## SUPPLIED PASSAGE
▶
This Month in K-Pop: Tragedy, Marriage, and Controversial Dances

The best, worst, and weirdest news from the Land of the Morning Calm.

by Jakob Dorof
Jan 29 2014, 11:08pm

K-pop is one of the world's most vibrant sounds and most dramatic scenes. In our latest column Jakob Dorof will bring you monthly updates on the best, worst, and weirdest news from the Land of The Morning Calm, as well as tipping you off to can't-miss releases.

Busker Busker had an intense last few months of 2013 —from their unfathomably successful second album to the controversies caused by American drummer Bradley Ray Moore’s tell-all interview with us—but it was still a shock to hear they’re going on indefinite hiatus. The biggest surprise was the reason why: lead singer Beom-Jun Jang will be having a shotgun marriage come April. (His girlfriend, Jisu Song, is expecting their first child.) Writing and playing all their own songs, ignoring almost all of the K-pop industry’s myriad dictums, and enjoying consensus-level popularity nationwide, the band made great music and occupied a unique place in contemporary Korean culture. They will be missed.
◀
## OBJECTIVE
Answer these questions using the K-pop column above.
1. Who wrote the column?
2. In what month is Beom-Jun Jang's wedding planned?
3. What nationality is Busker Busker's drummer?

Coordinate annotation entries:
▶
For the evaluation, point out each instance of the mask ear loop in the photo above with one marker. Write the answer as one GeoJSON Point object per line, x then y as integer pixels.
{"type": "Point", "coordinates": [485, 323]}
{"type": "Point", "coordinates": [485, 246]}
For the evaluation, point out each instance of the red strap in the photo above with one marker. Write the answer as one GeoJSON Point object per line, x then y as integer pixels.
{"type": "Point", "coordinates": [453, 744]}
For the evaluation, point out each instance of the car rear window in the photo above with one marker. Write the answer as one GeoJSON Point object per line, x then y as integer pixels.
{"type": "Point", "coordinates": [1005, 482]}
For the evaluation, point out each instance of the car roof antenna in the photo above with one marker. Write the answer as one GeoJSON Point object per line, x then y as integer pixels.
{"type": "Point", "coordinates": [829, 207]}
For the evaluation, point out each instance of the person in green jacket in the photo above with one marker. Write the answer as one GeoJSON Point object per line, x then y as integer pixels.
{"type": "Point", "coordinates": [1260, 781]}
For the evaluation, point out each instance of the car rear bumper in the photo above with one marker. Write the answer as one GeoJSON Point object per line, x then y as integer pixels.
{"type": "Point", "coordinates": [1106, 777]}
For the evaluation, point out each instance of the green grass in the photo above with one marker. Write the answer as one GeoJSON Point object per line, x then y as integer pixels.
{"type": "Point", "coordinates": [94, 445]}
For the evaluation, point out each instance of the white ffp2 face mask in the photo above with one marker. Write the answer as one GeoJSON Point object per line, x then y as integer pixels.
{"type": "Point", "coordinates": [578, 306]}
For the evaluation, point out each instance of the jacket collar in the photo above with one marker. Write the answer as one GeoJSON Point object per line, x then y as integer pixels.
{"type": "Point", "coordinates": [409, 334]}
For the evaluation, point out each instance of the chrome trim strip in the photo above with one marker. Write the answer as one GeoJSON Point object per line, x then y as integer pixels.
◀
## IN RESPONSE
1. Jakob Dorof
2. April
3. American